──────── GIVEN RECORDS

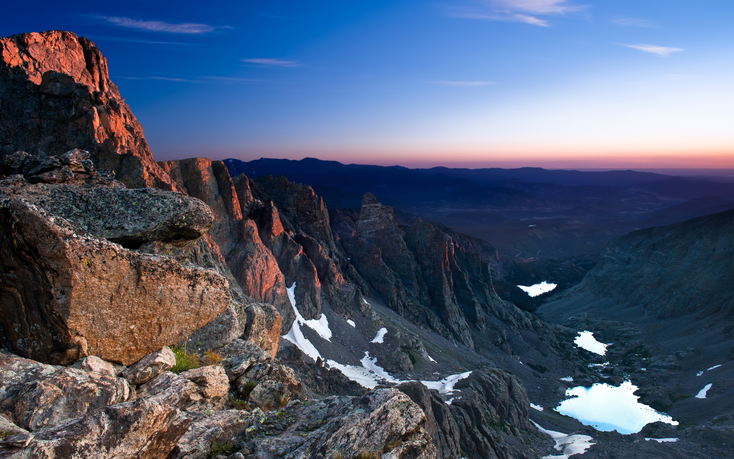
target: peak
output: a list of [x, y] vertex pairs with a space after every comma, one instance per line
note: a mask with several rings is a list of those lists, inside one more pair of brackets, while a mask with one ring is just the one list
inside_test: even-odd
[[362, 196], [363, 206], [366, 206], [368, 204], [379, 204], [379, 203], [377, 202], [377, 198], [375, 198], [374, 195], [373, 195], [372, 193], [367, 192]]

────────────────

## AIM OF THE TASK:
Reproduce the material above word for word, leaving out the picture.

## EXERCISE RESULT:
target: peak
output: a list of [x, y] vertex pairs with a space after every comma, one instance per line
note: a mask with several rings is a list of those lists, inside one more pair of brackets, while a mask with one ring is just the one list
inside_test: even-odd
[[362, 196], [363, 206], [366, 206], [368, 204], [379, 204], [379, 203], [377, 202], [377, 198], [375, 198], [374, 195], [373, 195], [372, 193], [367, 192]]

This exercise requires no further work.